Objective -> Count the lines in the records below that contain the string "umbrella". Reply with the number alone.

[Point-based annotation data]

-----

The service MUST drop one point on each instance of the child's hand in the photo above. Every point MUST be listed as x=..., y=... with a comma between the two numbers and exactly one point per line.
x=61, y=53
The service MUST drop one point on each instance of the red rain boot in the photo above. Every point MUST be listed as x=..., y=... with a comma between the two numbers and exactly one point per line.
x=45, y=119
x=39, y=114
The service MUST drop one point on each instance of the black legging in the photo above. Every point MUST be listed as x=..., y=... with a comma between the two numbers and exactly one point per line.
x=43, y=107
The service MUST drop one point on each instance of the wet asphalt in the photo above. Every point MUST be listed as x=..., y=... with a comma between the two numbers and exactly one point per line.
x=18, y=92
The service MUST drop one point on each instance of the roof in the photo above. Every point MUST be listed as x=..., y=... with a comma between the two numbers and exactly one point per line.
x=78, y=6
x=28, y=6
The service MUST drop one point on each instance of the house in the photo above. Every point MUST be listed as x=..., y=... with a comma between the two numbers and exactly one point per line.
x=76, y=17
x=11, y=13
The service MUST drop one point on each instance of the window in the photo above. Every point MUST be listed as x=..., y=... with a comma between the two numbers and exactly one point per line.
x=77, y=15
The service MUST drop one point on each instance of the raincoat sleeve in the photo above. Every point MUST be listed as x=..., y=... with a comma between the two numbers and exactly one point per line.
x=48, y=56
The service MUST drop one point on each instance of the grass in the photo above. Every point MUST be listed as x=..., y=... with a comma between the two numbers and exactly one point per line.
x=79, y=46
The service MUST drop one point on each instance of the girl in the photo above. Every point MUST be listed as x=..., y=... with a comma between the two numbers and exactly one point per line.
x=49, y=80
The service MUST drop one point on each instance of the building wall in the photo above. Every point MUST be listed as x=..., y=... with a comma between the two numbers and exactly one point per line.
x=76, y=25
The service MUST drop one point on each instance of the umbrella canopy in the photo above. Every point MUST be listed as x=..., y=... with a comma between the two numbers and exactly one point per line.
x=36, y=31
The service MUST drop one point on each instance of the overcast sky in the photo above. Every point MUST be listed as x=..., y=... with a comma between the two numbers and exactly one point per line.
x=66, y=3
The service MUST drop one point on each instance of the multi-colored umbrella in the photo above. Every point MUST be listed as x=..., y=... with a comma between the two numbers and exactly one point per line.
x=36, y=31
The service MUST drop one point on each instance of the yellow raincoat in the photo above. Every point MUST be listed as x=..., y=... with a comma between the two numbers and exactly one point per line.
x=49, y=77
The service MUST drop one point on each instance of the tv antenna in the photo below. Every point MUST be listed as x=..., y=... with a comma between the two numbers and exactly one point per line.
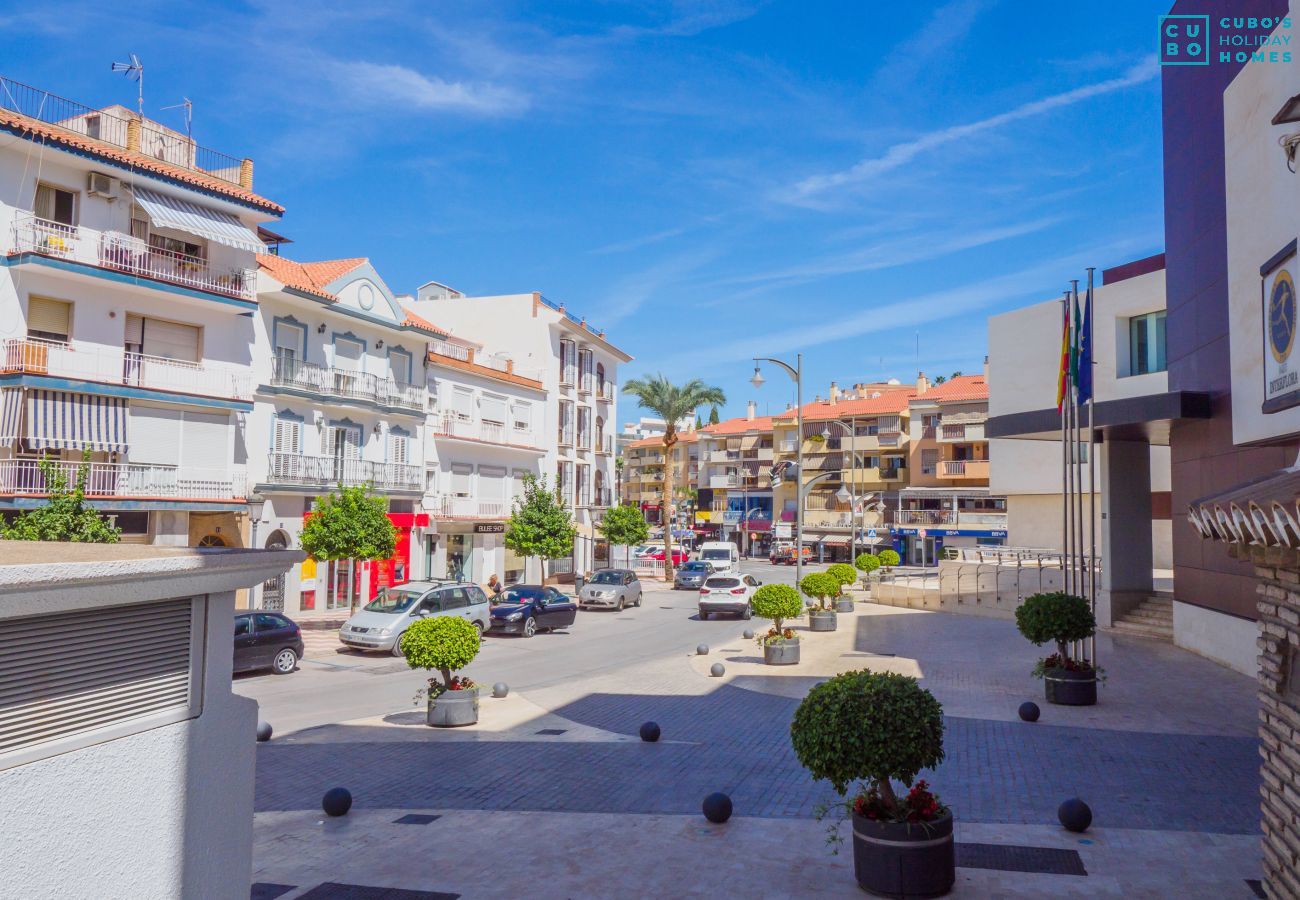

-----

Response -> 2